## Description of the task
Transcribe the data exactly. Pictures stay out.

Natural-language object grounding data
# # #

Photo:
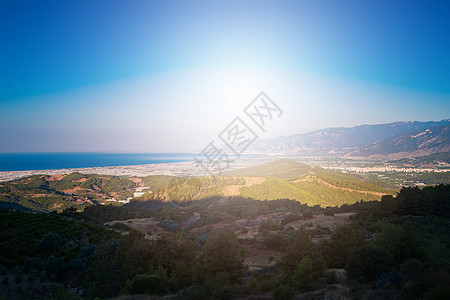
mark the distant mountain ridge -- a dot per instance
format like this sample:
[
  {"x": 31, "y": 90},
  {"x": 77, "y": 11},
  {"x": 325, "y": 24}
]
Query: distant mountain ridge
[
  {"x": 417, "y": 143},
  {"x": 340, "y": 140}
]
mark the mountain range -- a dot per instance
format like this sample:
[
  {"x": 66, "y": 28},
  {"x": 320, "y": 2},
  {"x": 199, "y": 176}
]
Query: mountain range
[{"x": 391, "y": 140}]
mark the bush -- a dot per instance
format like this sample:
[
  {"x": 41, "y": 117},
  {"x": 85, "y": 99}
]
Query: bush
[
  {"x": 289, "y": 219},
  {"x": 49, "y": 243},
  {"x": 368, "y": 262},
  {"x": 275, "y": 242},
  {"x": 307, "y": 272},
  {"x": 437, "y": 293},
  {"x": 222, "y": 253},
  {"x": 147, "y": 284},
  {"x": 308, "y": 213},
  {"x": 283, "y": 292}
]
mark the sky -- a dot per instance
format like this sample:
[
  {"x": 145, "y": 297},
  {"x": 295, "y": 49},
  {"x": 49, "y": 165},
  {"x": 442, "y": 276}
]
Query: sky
[{"x": 169, "y": 76}]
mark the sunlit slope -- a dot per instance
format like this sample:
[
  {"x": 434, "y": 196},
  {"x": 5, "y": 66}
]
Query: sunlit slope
[
  {"x": 280, "y": 179},
  {"x": 286, "y": 169}
]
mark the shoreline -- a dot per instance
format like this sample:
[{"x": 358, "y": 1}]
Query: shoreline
[{"x": 172, "y": 169}]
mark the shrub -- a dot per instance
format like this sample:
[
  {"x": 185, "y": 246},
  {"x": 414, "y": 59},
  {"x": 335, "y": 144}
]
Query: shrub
[
  {"x": 49, "y": 243},
  {"x": 307, "y": 272},
  {"x": 147, "y": 284},
  {"x": 275, "y": 242},
  {"x": 307, "y": 213},
  {"x": 438, "y": 292},
  {"x": 289, "y": 219},
  {"x": 283, "y": 292},
  {"x": 368, "y": 262}
]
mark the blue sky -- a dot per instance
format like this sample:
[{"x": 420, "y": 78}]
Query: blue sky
[{"x": 157, "y": 76}]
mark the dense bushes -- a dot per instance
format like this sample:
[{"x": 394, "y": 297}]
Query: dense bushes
[{"x": 368, "y": 262}]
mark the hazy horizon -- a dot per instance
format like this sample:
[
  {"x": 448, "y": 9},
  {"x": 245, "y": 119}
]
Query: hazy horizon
[{"x": 168, "y": 77}]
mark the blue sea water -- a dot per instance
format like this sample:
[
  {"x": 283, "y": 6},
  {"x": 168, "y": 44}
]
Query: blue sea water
[{"x": 45, "y": 161}]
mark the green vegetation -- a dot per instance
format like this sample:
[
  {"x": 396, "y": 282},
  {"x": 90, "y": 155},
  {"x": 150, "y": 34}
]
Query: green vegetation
[
  {"x": 309, "y": 192},
  {"x": 286, "y": 169},
  {"x": 155, "y": 182},
  {"x": 396, "y": 247},
  {"x": 44, "y": 193},
  {"x": 225, "y": 247}
]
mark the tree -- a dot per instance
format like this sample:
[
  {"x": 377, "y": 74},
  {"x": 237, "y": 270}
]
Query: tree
[
  {"x": 222, "y": 253},
  {"x": 299, "y": 247},
  {"x": 368, "y": 262}
]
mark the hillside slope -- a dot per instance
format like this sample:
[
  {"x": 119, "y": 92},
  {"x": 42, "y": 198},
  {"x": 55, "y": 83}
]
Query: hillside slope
[
  {"x": 339, "y": 140},
  {"x": 45, "y": 193},
  {"x": 417, "y": 143},
  {"x": 280, "y": 179}
]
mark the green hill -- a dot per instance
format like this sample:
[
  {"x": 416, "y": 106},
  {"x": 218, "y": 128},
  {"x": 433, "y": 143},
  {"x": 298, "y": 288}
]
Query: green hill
[
  {"x": 286, "y": 169},
  {"x": 45, "y": 193},
  {"x": 279, "y": 179}
]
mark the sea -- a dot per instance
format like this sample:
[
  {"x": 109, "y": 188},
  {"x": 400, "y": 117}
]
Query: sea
[{"x": 46, "y": 161}]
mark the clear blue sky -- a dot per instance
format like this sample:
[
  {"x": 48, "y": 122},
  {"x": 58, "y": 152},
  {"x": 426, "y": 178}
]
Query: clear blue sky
[{"x": 79, "y": 72}]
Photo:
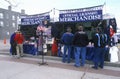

# # #

## Task response
Photo:
mark the distant mountain ridge -- a dot per instance
format like this sample:
[
  {"x": 31, "y": 90},
  {"x": 77, "y": 11},
  {"x": 325, "y": 24}
]
Query: distant mountain ridge
[
  {"x": 417, "y": 143},
  {"x": 340, "y": 140}
]
mark the mountain range -- a dot per instance
format like this sample:
[
  {"x": 66, "y": 28},
  {"x": 320, "y": 2},
  {"x": 199, "y": 176}
]
Query: mountain range
[{"x": 391, "y": 140}]
mark the bush -- a dot per instance
format like this sample:
[
  {"x": 41, "y": 117},
  {"x": 85, "y": 99}
]
Query: bush
[
  {"x": 289, "y": 219},
  {"x": 49, "y": 243},
  {"x": 368, "y": 262},
  {"x": 275, "y": 242},
  {"x": 307, "y": 272},
  {"x": 437, "y": 293},
  {"x": 222, "y": 253},
  {"x": 147, "y": 284},
  {"x": 308, "y": 213},
  {"x": 283, "y": 292}
]
mark the sky -- a dot per instance
format like this sample:
[
  {"x": 145, "y": 297},
  {"x": 295, "y": 49},
  {"x": 49, "y": 165},
  {"x": 442, "y": 276}
]
Query: sky
[{"x": 169, "y": 76}]
mark the sunlit slope -- a dot per instance
format like this sample:
[
  {"x": 434, "y": 196},
  {"x": 5, "y": 66}
]
Query: sunlit slope
[
  {"x": 280, "y": 179},
  {"x": 286, "y": 169}
]
mark the shoreline -- a dot per instance
format like this sample:
[{"x": 358, "y": 1}]
Query: shoreline
[{"x": 172, "y": 169}]
mark the shrub -- a dot per instance
format like this sample:
[
  {"x": 185, "y": 246},
  {"x": 414, "y": 59},
  {"x": 335, "y": 144}
]
Query: shrub
[
  {"x": 49, "y": 243},
  {"x": 307, "y": 272},
  {"x": 147, "y": 284},
  {"x": 275, "y": 242},
  {"x": 307, "y": 213},
  {"x": 438, "y": 292},
  {"x": 289, "y": 219},
  {"x": 283, "y": 292},
  {"x": 368, "y": 262}
]
mark the blue sky -- a dot per instance
format like this sample:
[{"x": 420, "y": 78}]
Query: blue sky
[{"x": 157, "y": 76}]
mark the dense bushes -- a dot per instance
format like this sample:
[{"x": 394, "y": 297}]
Query: dense bushes
[{"x": 368, "y": 262}]
mark the hazy horizon -- a dot per instance
format like this sample:
[
  {"x": 448, "y": 9},
  {"x": 245, "y": 119}
]
Query: hazy horizon
[{"x": 168, "y": 77}]
mark the blue sea water -- a dot per instance
format like this sample:
[
  {"x": 283, "y": 6},
  {"x": 168, "y": 44}
]
Query: blue sea water
[{"x": 45, "y": 161}]
mark the green vegetation -- a dot per instance
format like this sample:
[
  {"x": 396, "y": 282},
  {"x": 90, "y": 155},
  {"x": 150, "y": 34}
]
Query: green vegetation
[
  {"x": 309, "y": 192},
  {"x": 286, "y": 169},
  {"x": 155, "y": 182},
  {"x": 396, "y": 247},
  {"x": 44, "y": 193},
  {"x": 225, "y": 247}
]
mark the tree -- a dot per instance
format like this sample:
[
  {"x": 377, "y": 74},
  {"x": 237, "y": 270}
]
Query: tree
[
  {"x": 222, "y": 253},
  {"x": 299, "y": 247},
  {"x": 368, "y": 262}
]
mark the hillside slope -- a dot per instance
format like this sample:
[
  {"x": 119, "y": 92},
  {"x": 42, "y": 198},
  {"x": 55, "y": 83}
]
Query: hillside slope
[
  {"x": 339, "y": 140},
  {"x": 45, "y": 193},
  {"x": 417, "y": 143},
  {"x": 280, "y": 179}
]
mark the green hill -- a dot per instance
format like this sample:
[
  {"x": 416, "y": 106},
  {"x": 218, "y": 128},
  {"x": 433, "y": 143},
  {"x": 298, "y": 288}
]
Query: green hill
[
  {"x": 286, "y": 169},
  {"x": 45, "y": 193},
  {"x": 279, "y": 179}
]
mark the sea -- a dot per instance
format like this sample:
[
  {"x": 109, "y": 188},
  {"x": 400, "y": 117}
]
Query: sea
[{"x": 46, "y": 161}]
mark the clear blue sky -- a dot per instance
format like this sample:
[
  {"x": 48, "y": 122},
  {"x": 58, "y": 152},
  {"x": 426, "y": 178}
]
Query: clear blue sky
[{"x": 79, "y": 72}]
Photo:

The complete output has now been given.